■ Work required: Copy the rows from their start through the line containing "negative clicks: (363, 99)", with both ends included, and reproduce each line unchanged.

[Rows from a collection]
============================================================
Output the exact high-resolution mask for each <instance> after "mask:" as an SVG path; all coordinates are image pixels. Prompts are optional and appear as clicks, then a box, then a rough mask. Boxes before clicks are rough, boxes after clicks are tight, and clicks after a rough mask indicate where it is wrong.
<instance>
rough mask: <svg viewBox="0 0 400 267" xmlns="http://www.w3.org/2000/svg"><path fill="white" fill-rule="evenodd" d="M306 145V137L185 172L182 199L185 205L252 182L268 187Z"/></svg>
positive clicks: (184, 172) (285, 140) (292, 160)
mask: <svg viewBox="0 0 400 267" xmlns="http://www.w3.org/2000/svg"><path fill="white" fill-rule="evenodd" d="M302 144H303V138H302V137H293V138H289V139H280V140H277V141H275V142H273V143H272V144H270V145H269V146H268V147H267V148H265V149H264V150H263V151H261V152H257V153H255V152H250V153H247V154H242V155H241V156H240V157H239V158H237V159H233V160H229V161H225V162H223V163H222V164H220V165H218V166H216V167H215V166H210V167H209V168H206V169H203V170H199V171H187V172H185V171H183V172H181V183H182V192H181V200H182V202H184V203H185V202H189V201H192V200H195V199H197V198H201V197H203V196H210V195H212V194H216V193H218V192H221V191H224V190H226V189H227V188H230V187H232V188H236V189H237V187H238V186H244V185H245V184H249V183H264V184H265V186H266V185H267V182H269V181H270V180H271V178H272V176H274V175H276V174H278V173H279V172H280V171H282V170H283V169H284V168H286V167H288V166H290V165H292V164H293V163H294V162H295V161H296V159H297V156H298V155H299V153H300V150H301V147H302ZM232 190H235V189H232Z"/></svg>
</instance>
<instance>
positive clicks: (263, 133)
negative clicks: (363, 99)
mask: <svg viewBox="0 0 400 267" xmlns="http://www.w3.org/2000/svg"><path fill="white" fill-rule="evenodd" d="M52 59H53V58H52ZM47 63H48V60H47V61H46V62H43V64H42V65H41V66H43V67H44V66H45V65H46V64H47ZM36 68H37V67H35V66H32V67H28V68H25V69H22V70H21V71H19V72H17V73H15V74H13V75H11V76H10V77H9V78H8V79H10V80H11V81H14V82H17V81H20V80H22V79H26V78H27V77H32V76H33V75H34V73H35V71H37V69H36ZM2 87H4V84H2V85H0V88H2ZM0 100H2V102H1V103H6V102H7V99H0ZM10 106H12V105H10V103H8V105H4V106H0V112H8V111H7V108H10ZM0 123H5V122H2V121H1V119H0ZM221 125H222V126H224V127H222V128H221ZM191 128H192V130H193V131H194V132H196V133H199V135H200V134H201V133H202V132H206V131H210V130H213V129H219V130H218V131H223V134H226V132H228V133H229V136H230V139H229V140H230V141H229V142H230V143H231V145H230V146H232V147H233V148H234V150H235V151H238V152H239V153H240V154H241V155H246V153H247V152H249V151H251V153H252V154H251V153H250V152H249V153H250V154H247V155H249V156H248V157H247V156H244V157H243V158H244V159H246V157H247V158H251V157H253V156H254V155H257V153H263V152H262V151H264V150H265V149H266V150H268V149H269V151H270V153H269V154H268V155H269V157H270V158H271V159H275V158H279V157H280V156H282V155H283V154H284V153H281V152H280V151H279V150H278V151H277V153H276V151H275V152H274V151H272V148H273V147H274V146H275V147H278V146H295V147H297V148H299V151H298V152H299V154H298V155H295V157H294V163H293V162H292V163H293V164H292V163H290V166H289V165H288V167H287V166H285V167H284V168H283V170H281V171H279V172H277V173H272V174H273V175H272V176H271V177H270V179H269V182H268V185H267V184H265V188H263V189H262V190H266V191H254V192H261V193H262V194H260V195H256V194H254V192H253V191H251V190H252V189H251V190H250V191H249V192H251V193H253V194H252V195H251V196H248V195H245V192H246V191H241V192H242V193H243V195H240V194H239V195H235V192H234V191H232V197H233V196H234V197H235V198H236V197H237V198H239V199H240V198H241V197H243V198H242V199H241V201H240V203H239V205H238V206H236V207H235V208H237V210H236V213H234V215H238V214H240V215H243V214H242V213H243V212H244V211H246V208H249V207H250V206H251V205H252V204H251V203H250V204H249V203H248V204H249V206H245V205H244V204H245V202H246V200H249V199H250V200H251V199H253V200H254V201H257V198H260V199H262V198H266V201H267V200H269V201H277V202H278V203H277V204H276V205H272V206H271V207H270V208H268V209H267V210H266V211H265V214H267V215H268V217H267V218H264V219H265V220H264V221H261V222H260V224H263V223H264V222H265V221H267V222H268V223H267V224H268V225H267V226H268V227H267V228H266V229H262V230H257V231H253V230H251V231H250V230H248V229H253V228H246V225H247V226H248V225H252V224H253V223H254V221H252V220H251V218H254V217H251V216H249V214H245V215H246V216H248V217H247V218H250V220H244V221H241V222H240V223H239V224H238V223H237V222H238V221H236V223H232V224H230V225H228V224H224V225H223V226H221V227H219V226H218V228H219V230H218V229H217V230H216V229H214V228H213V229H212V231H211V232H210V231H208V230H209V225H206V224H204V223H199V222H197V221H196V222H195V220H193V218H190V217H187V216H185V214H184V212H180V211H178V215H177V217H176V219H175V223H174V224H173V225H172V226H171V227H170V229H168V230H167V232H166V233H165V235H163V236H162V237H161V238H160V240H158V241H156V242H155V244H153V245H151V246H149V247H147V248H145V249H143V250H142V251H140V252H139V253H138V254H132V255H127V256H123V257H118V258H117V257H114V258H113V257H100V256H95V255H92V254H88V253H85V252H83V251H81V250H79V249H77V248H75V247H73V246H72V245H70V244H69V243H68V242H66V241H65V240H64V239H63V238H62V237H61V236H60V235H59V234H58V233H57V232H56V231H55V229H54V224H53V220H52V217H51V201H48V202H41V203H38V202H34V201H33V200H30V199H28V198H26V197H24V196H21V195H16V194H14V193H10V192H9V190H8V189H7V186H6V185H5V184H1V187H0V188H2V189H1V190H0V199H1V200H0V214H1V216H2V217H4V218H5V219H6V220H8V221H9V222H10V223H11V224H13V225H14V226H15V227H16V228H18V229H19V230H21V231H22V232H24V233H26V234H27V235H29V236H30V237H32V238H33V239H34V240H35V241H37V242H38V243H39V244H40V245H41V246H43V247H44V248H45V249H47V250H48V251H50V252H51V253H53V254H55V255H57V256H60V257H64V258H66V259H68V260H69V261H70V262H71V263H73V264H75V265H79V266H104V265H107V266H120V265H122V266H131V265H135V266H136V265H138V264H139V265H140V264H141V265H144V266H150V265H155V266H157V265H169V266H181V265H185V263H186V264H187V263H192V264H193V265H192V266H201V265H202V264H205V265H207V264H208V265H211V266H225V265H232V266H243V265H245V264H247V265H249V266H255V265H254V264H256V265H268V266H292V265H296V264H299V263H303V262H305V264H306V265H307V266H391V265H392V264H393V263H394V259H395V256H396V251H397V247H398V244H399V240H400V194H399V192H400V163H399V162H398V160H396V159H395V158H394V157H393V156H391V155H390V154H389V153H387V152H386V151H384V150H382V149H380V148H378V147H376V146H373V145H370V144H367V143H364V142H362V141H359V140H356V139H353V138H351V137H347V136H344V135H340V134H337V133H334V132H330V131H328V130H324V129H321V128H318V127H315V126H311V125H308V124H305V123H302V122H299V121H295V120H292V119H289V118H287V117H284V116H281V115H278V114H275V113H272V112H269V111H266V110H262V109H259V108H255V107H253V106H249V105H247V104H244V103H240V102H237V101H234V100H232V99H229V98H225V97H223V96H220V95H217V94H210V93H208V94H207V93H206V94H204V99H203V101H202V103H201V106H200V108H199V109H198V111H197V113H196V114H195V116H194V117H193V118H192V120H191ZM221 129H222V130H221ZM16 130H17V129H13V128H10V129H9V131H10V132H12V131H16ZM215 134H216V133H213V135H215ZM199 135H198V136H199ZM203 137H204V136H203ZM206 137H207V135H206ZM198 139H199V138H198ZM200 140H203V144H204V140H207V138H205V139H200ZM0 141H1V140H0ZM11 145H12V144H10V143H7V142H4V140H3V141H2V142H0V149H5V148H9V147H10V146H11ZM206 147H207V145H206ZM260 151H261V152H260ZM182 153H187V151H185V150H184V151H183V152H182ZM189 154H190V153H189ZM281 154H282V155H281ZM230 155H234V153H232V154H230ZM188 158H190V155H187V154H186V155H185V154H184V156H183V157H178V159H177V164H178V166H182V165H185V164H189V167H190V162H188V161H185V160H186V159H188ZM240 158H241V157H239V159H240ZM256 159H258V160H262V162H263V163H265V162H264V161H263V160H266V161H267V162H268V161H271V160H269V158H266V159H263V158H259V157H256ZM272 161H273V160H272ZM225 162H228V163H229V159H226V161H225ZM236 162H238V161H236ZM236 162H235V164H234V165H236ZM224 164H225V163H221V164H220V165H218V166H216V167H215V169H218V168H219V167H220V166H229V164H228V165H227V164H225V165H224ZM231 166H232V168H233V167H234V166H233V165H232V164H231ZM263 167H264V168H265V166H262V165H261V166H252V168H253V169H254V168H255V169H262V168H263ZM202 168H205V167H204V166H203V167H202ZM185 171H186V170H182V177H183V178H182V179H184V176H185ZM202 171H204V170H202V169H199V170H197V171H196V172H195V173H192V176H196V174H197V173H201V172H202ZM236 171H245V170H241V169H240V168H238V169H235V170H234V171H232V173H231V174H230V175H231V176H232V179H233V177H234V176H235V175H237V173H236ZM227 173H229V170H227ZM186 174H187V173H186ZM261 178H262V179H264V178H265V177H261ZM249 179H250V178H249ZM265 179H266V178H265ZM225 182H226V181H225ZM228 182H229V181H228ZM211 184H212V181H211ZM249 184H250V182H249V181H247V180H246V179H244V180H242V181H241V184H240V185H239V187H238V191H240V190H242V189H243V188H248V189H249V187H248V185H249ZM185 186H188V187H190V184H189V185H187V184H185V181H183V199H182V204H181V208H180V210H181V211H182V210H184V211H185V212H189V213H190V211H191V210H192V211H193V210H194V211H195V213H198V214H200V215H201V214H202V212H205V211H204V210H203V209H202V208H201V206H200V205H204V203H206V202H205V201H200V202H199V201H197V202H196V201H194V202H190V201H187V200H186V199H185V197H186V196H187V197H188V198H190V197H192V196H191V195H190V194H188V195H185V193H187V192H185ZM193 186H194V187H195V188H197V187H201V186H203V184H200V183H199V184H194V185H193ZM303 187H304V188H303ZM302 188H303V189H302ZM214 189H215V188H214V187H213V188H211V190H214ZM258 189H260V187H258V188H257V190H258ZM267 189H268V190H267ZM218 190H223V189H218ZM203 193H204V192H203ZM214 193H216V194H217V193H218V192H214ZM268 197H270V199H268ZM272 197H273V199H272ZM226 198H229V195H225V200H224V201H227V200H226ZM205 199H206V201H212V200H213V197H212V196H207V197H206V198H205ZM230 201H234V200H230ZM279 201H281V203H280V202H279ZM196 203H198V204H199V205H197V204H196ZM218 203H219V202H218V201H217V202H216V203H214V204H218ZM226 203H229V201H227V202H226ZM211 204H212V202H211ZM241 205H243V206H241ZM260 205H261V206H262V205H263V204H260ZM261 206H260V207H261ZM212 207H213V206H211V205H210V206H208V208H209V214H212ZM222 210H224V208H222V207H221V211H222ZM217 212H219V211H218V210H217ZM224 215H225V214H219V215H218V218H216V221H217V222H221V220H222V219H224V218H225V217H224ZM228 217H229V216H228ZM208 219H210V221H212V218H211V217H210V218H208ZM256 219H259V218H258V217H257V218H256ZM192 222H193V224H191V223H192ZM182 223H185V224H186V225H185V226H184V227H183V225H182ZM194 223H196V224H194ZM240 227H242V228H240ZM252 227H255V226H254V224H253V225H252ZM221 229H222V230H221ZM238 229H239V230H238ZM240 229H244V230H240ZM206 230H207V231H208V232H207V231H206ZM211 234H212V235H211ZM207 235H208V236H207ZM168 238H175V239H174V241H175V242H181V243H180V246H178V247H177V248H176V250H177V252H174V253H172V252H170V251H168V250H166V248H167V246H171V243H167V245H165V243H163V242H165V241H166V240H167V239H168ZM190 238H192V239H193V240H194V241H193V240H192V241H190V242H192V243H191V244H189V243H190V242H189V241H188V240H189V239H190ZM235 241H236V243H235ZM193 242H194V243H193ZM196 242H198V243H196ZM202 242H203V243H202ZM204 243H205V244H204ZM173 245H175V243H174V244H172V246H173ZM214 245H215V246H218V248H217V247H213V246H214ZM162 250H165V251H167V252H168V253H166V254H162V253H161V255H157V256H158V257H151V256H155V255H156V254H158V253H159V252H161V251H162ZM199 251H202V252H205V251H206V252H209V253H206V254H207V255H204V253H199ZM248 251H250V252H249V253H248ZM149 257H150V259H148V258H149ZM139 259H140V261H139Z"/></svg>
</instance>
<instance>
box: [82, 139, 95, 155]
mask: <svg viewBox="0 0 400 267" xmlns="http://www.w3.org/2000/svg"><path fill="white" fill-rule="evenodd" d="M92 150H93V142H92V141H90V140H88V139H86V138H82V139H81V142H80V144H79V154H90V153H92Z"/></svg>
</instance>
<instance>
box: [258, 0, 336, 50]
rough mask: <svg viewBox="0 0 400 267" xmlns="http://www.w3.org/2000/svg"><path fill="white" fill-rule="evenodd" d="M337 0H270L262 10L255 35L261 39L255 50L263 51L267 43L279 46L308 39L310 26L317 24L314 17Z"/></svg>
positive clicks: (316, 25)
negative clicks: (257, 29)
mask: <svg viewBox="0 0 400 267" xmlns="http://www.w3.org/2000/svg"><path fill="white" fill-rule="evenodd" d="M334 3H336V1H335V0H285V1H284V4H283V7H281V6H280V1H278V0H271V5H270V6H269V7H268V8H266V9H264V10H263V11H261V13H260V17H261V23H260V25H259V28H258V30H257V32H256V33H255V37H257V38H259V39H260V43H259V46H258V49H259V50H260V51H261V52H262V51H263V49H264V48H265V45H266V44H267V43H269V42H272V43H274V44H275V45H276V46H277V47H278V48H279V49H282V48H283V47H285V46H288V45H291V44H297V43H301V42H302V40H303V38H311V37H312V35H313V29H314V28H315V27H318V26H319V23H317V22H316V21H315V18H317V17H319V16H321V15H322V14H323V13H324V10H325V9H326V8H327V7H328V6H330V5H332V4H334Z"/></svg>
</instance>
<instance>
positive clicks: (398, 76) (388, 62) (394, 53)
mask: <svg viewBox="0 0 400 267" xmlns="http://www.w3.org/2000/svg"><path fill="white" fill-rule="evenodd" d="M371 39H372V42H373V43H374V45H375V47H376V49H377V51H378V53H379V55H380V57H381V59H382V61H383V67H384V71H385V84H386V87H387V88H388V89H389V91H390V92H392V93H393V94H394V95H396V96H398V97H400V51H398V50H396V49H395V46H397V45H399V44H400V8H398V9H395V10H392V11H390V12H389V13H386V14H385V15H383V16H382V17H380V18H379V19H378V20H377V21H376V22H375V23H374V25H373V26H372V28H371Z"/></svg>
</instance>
============================================================
■ Solution for this exercise:
Output the exact high-resolution mask for each <instance> after "mask:" as an SVG path; all coordinates are image pixels. Prompts are optional and appear as clicks, then a box, then a rough mask. Boxes before clicks are rough, boxes after clicks are tight, and clicks after a rough mask indicate where it is wrong.
<instance>
rough mask: <svg viewBox="0 0 400 267" xmlns="http://www.w3.org/2000/svg"><path fill="white" fill-rule="evenodd" d="M306 145V137L185 172L182 199L185 205L252 182L268 187Z"/></svg>
positive clicks: (184, 172) (285, 140) (292, 160)
mask: <svg viewBox="0 0 400 267" xmlns="http://www.w3.org/2000/svg"><path fill="white" fill-rule="evenodd" d="M302 144H303V138H302V137H293V138H289V139H280V140H277V141H275V142H273V143H272V144H270V145H269V146H268V147H267V148H265V149H264V150H263V151H261V152H257V153H255V152H250V153H247V154H242V155H241V156H240V157H239V158H237V159H233V160H229V161H225V162H223V163H222V164H220V165H218V166H216V167H215V166H210V167H209V168H206V169H203V170H199V171H187V172H185V171H183V172H181V183H182V192H181V200H182V202H184V203H185V202H189V201H192V200H195V199H197V198H201V197H203V196H210V195H212V194H216V193H218V192H221V191H224V190H226V189H227V188H230V187H232V188H236V189H237V187H238V186H244V185H245V184H249V183H264V184H265V186H266V185H267V182H269V181H270V180H271V178H272V176H274V175H276V174H278V173H279V172H280V171H282V170H283V169H284V168H286V167H288V166H290V165H292V164H293V163H294V162H295V161H296V159H297V156H298V155H299V153H300V150H301V147H302ZM232 190H235V189H232Z"/></svg>
</instance>
<instance>
positive clicks: (263, 133)
negative clicks: (363, 99)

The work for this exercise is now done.